Document source -
■ ■ ■ ■ ■ ■ ■
Un immense merci du fond du cœur à toute les personnes que nous avons croisées ces trois jours et une spéciale tendre et forte dédicace à nos papys et nos mamies de ces trois jours, Raymonde, Nicole, Thérèze, Jean-Pierre, Lulue, Marie Jeanne, Solange, Guy, Charlotte, Elise, Yves et toute la bande sans exception. Une belle pensée et un immense merci à toute l’équipe en blanc, Lysianne, Elyane, les encadrants, le personnel, les femmes de ménages, les animatrices, les stagiaires, les aides-soignantes et certains membres des familles…
Cette aventure est et restera incroyable et inoubliable. On essaiera de passer vous voir mais en tout cas sachez qu’on ne vous oubliera pas et qu’on pensera à vous chaque jour. Prenez soin de vous et à très vite les amis.
■ ■ ■ ■ ■ ■ ■
Données fournies -
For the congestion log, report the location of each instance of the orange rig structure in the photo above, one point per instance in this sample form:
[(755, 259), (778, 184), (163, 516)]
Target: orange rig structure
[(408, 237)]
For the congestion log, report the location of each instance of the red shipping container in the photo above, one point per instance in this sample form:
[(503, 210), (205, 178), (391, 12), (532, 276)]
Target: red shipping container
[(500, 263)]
■ ■ ■ ■ ■ ■ ■
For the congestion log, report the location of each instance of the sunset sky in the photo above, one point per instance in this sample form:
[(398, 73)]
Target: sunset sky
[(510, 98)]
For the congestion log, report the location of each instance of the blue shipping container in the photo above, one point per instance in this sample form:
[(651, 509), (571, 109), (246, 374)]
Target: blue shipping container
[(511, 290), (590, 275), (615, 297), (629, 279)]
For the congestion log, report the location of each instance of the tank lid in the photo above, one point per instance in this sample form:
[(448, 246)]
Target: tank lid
■ ■ ■ ■ ■ ■ ■
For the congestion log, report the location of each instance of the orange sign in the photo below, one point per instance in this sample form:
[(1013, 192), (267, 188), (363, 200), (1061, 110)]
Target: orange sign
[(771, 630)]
■ ■ ■ ■ ■ ■ ■
À vous - Recopiez le passage du texte de remerciements qui commence par « Un immense merci du » et se termine par « vite les amis. ». Les enregistrements ne servent à rien ici.

Réponse au problème -
Un immense merci du fond du cœur à toute les personnes que nous avons croisées ces trois jours et une spéciale tendre et forte dédicace à nos papys et nos mamies de ces trois jours, Raymonde, Nicole, Thérèze, Jean-Pierre, Lulue, Marie Jeanne, Solange, Guy, Charlotte, Elise, Yves et toute la bande sans exception. Une belle pensée et un immense merci à toute l’équipe en blanc, Lysianne, Elyane, les encadrants, le personnel, les femmes de ménages, les animatrices, les stagiaires, les aides-soignantes et certains membres des familles…
Cette aventure est et restera incroyable et inoubliable. On essaiera de passer vous voir mais en tout cas sachez qu’on ne vous oubliera pas et qu’on pensera à vous chaque jour. Prenez soin de vous et à très vite les amis.